Some records
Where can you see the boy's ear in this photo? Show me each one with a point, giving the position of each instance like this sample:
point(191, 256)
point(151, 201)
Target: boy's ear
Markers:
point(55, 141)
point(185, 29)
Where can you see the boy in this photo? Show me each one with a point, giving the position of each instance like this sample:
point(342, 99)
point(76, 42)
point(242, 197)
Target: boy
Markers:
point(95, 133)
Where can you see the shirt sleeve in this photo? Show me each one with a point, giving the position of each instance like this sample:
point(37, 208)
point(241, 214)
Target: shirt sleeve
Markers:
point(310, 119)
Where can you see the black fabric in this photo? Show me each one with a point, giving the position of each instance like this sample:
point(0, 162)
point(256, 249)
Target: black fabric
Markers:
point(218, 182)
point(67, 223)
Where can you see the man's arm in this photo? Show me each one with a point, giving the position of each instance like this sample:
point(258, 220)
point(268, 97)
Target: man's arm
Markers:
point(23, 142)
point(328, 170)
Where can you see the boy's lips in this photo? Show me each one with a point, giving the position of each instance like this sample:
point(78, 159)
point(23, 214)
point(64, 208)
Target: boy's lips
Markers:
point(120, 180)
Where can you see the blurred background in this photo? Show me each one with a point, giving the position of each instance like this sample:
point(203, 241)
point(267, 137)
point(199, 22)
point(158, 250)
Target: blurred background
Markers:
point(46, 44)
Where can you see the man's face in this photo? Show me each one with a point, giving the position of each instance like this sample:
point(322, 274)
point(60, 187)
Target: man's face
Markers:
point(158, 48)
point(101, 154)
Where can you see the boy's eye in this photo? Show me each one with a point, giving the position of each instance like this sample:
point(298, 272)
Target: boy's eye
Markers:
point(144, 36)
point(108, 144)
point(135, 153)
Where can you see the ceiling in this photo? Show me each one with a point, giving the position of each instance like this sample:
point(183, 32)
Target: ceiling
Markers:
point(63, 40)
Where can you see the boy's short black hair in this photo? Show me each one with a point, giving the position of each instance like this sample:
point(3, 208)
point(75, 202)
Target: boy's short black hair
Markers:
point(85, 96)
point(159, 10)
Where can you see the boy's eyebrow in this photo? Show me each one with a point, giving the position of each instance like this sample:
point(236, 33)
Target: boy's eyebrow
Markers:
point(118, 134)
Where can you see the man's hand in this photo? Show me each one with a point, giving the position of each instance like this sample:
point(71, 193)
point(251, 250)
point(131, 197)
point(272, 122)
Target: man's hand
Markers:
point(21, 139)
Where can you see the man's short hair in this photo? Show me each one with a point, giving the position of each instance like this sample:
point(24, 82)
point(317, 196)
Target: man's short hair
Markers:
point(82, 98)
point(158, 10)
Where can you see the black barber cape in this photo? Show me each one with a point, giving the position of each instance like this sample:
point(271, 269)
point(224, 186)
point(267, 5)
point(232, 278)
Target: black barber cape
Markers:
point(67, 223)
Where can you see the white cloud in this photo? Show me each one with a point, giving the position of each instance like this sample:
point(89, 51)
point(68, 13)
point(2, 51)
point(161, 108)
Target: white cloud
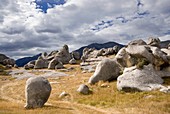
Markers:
point(24, 25)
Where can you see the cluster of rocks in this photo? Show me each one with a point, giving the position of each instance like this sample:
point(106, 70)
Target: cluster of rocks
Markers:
point(91, 57)
point(138, 66)
point(54, 60)
point(6, 61)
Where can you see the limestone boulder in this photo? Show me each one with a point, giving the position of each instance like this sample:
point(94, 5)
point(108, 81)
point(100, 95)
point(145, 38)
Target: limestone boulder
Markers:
point(28, 66)
point(124, 59)
point(76, 55)
point(134, 79)
point(37, 92)
point(139, 51)
point(3, 57)
point(9, 62)
point(53, 63)
point(59, 65)
point(63, 55)
point(137, 42)
point(40, 63)
point(106, 70)
point(72, 61)
point(83, 89)
point(154, 42)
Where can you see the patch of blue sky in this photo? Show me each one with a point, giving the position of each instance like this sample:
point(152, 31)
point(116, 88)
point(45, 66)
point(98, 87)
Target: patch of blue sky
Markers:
point(44, 5)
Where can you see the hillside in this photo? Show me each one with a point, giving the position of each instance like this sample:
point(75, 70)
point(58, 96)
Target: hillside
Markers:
point(22, 61)
point(99, 46)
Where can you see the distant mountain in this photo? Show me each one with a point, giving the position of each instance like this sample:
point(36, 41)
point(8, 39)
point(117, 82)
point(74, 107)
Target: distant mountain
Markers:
point(99, 46)
point(164, 44)
point(21, 62)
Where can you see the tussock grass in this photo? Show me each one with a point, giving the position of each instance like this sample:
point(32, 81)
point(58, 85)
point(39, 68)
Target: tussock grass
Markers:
point(103, 98)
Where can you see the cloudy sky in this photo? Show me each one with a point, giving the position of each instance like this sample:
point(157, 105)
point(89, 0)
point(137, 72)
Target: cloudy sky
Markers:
point(29, 27)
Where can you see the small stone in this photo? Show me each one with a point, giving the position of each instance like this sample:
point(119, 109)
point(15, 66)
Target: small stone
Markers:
point(83, 89)
point(104, 85)
point(63, 94)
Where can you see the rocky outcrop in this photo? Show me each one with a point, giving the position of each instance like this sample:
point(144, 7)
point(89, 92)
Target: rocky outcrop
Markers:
point(3, 57)
point(106, 70)
point(59, 65)
point(53, 60)
point(9, 62)
point(134, 79)
point(37, 92)
point(72, 61)
point(75, 55)
point(41, 63)
point(83, 89)
point(137, 42)
point(6, 61)
point(91, 57)
point(63, 55)
point(154, 42)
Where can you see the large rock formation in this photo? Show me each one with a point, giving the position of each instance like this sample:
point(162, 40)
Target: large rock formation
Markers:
point(55, 59)
point(106, 70)
point(3, 57)
point(134, 79)
point(41, 63)
point(137, 42)
point(37, 92)
point(154, 42)
point(83, 89)
point(63, 55)
point(4, 60)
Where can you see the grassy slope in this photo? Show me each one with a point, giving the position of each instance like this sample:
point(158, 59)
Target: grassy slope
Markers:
point(107, 99)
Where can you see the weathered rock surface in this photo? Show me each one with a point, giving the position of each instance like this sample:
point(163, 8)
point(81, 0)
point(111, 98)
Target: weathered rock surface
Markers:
point(9, 62)
point(137, 42)
point(37, 92)
point(59, 66)
point(134, 79)
point(3, 57)
point(72, 61)
point(40, 63)
point(63, 55)
point(76, 55)
point(106, 70)
point(83, 89)
point(154, 42)
point(53, 63)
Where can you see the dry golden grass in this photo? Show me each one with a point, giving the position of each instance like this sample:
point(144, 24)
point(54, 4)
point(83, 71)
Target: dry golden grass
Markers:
point(103, 99)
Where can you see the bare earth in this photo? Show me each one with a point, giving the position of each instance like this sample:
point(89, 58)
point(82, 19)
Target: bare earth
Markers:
point(102, 101)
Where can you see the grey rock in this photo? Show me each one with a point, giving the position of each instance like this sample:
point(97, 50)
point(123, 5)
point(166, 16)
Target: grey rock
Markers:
point(32, 62)
point(72, 61)
point(137, 42)
point(160, 58)
point(63, 55)
point(154, 42)
point(83, 89)
point(9, 62)
point(139, 51)
point(37, 92)
point(28, 66)
point(40, 63)
point(106, 70)
point(53, 63)
point(134, 79)
point(44, 55)
point(63, 94)
point(76, 55)
point(3, 57)
point(123, 58)
point(165, 89)
point(59, 66)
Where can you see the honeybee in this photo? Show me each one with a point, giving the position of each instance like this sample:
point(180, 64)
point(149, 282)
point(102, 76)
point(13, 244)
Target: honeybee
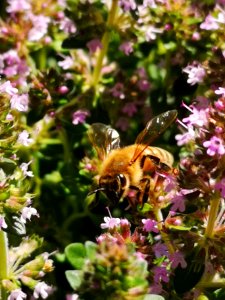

DIRECTIONS FOR THIS TASK =>
Copy every line of the records above word for word, but leave out the pictures.

TASK RESPONSE =>
Where can you see the boy's ear in this photo? Show me each one with a point, giving the position of each instance like this sample:
point(191, 256)
point(151, 201)
Target: boy's ear
Markers:
point(55, 141)
point(185, 29)
Where can you see the boy in this photo? Show me each one with a point, giving the position of each instance like this sample:
point(342, 99)
point(76, 42)
point(242, 197)
Target: boy
Markers:
point(95, 133)
Where can you see the shirt sleeve in this photo? Show me each one with a point, giving the position of each instance like this sample:
point(37, 208)
point(241, 214)
Target: shirt sleeve
Markers:
point(310, 119)
Where can you see the black fabric in this photo? Show me each one with a point, giving the position of each instance like this sample:
point(0, 162)
point(256, 249)
Target: black fabric
Markers:
point(218, 182)
point(67, 223)
Where can you see the man's arm in this photo? Show me each one with a point, giving the position of each instance like this sample:
point(258, 220)
point(268, 97)
Target: man's arm
Markers:
point(23, 142)
point(328, 170)
Where can you see the boy's lips in this photo? Show me each one with a point, giving the position of each instance like this sample:
point(78, 159)
point(23, 214)
point(64, 208)
Target: boy's lips
Markers:
point(120, 180)
Where can you see the blurred background in this photo? Show me each one with a point, giving the position of each instance like this sample:
point(203, 241)
point(267, 137)
point(199, 22)
point(158, 250)
Target: blurred background
Markers:
point(46, 44)
Where can you see the man's face in this photo? Show me each one with a point, giving the position of each instance like this sample:
point(322, 274)
point(60, 187)
Target: man's face
Markers:
point(158, 48)
point(101, 154)
Where can you see the boy's eye in this photo? Show me each one with a point, giving the position of each instance like this sample:
point(298, 272)
Target: boy's eye
Markers:
point(144, 36)
point(108, 144)
point(135, 153)
Where can you see the ceiling in this photo? Show me each one with a point, giving the position of each instance like this sample:
point(183, 32)
Target: ceiling
Markers:
point(63, 40)
Where can you see the boy's short black hair in this photo? Show me each one with a point, giving the position of each instance like this sample:
point(3, 208)
point(75, 202)
Target: boy's short black hair
Markers:
point(85, 96)
point(159, 10)
Where can you see the boy's eyebrow in this photo? Show me each one with a point, giving the position of each instance like this sample:
point(236, 33)
Target: boy's eyebrow
Markers:
point(118, 134)
Where can you see the man's hand in this photo? Show me each one with a point, giving the position of each instance like this sample:
point(71, 193)
point(251, 250)
point(131, 197)
point(272, 122)
Target: man's hand
Markers:
point(21, 139)
Where can you see the man's short hair in this photo? Show me each one with a point, giving the position of each instance like this sample:
point(24, 82)
point(317, 196)
Target: man's short hair
Markers:
point(82, 98)
point(158, 10)
Where can you see the black barber cape in this photo? Show me each one with a point, giving the position of each instance like this sample:
point(271, 269)
point(224, 186)
point(267, 5)
point(232, 278)
Target: black barber cape
Markers:
point(67, 223)
Where can you see the white cloud in this photo? Show me each one with a point, giving the position of each instance like this sample:
point(89, 51)
point(68, 13)
point(2, 51)
point(161, 108)
Target: white cloud
Markers:
point(24, 25)
Where can you see the cluster of rocks in this photo? Show me each one with a point, giving the position of each instance like this sample:
point(106, 70)
Target: cluster of rocks
Markers:
point(91, 57)
point(138, 66)
point(54, 60)
point(6, 61)
Where can you see the limestone boulder in this photo? Show me each one with a point, giving the position of each instance like this sample:
point(94, 5)
point(108, 81)
point(100, 95)
point(145, 38)
Target: limestone boulder
Markers:
point(28, 66)
point(124, 59)
point(76, 55)
point(134, 79)
point(37, 92)
point(139, 51)
point(3, 57)
point(9, 62)
point(53, 63)
point(59, 65)
point(63, 55)
point(137, 42)
point(40, 63)
point(106, 70)
point(72, 61)
point(83, 89)
point(154, 42)
Where can you see the patch of blue sky in this photo? Show me each one with a point, giving the position of each instance like this sample:
point(152, 31)
point(116, 88)
point(45, 66)
point(98, 87)
Target: patch of blue sky
Markers:
point(44, 5)
Where can you see the hillside in this photo? Show me each one with a point, giving the position of each instance like this sample:
point(75, 70)
point(58, 96)
Target: hillside
Markers:
point(22, 61)
point(99, 46)
Where can you see the distant mountain in this photo? Show me each one with a point, giving the position of each instance like this sample:
point(36, 41)
point(8, 39)
point(117, 82)
point(74, 107)
Target: distant mountain
Markers:
point(99, 46)
point(164, 44)
point(21, 62)
Where can you see the tussock grass in this photo? Show me each one with a point, giving the position of each instance like this sample:
point(32, 81)
point(58, 85)
point(39, 68)
Target: tussock grass
Markers:
point(103, 98)
Where can you see the cloudy sky in this photo? Show me each one with a point, giving the position of each instance like this sample:
point(157, 105)
point(89, 0)
point(137, 72)
Target: cloudy sky
Markers:
point(29, 27)
Where can you see the small stone in this photo? Show me each one with a point, giving the position of each instance like this sample:
point(119, 109)
point(15, 66)
Target: small stone
Markers:
point(83, 89)
point(104, 85)
point(63, 94)
Where can you see the rocky outcrop in this photo? Show me each one with a point, giving the position of each instance like this sample:
point(144, 7)
point(89, 92)
Target: rocky outcrop
Markers:
point(3, 57)
point(106, 70)
point(59, 65)
point(53, 60)
point(9, 62)
point(134, 79)
point(37, 92)
point(72, 61)
point(75, 55)
point(41, 63)
point(83, 89)
point(137, 42)
point(6, 61)
point(91, 57)
point(63, 55)
point(154, 42)
Where can you see the large rock formation in this photo? Show me each one with a point, giving the position of each instance like this sample:
point(162, 40)
Target: large rock formation
Markers:
point(55, 59)
point(106, 70)
point(3, 57)
point(134, 79)
point(41, 63)
point(137, 42)
point(37, 92)
point(154, 42)
point(83, 89)
point(63, 55)
point(4, 60)
Where can you see the grassy slope in this photo? Show me each one with a point, giving the position of each instance like this sample:
point(158, 59)
Target: grassy slope
Markers:
point(107, 99)
Where can you see the weathered rock surface in this photo? Show me each one with a point, giving the position of each instance like this sample:
point(163, 8)
point(81, 0)
point(111, 98)
Target: weathered rock surface
Markers:
point(9, 62)
point(137, 42)
point(37, 92)
point(59, 66)
point(134, 79)
point(3, 57)
point(72, 61)
point(40, 63)
point(63, 55)
point(76, 55)
point(106, 70)
point(83, 89)
point(154, 42)
point(53, 63)
Where can you see the dry golden grass in this photo? Show me each one with a point, giving the position of each instance like this sample:
point(144, 24)
point(54, 4)
point(83, 71)
Target: dry golden grass
Markers:
point(103, 99)
Where can you see the bare earth in this photo? Show me each one with a point, giving the position of each instance like this sample:
point(89, 58)
point(82, 19)
Target: bare earth
Markers:
point(102, 101)
Where can you see the grey rock in this photo? Show me each one with a point, giving the position of each instance like this sample:
point(97, 50)
point(123, 5)
point(166, 16)
Target: grey rock
Markers:
point(32, 62)
point(72, 61)
point(137, 42)
point(160, 58)
point(63, 55)
point(154, 42)
point(83, 89)
point(9, 62)
point(139, 51)
point(37, 92)
point(28, 66)
point(40, 63)
point(106, 70)
point(53, 63)
point(134, 79)
point(44, 55)
point(63, 94)
point(76, 55)
point(3, 57)
point(123, 58)
point(165, 89)
point(59, 66)
Where can you see the honeybee in this photo? Show me each one with a point, giving the position of each instance like this sample:
point(180, 64)
point(149, 282)
point(102, 76)
point(13, 244)
Target: honeybee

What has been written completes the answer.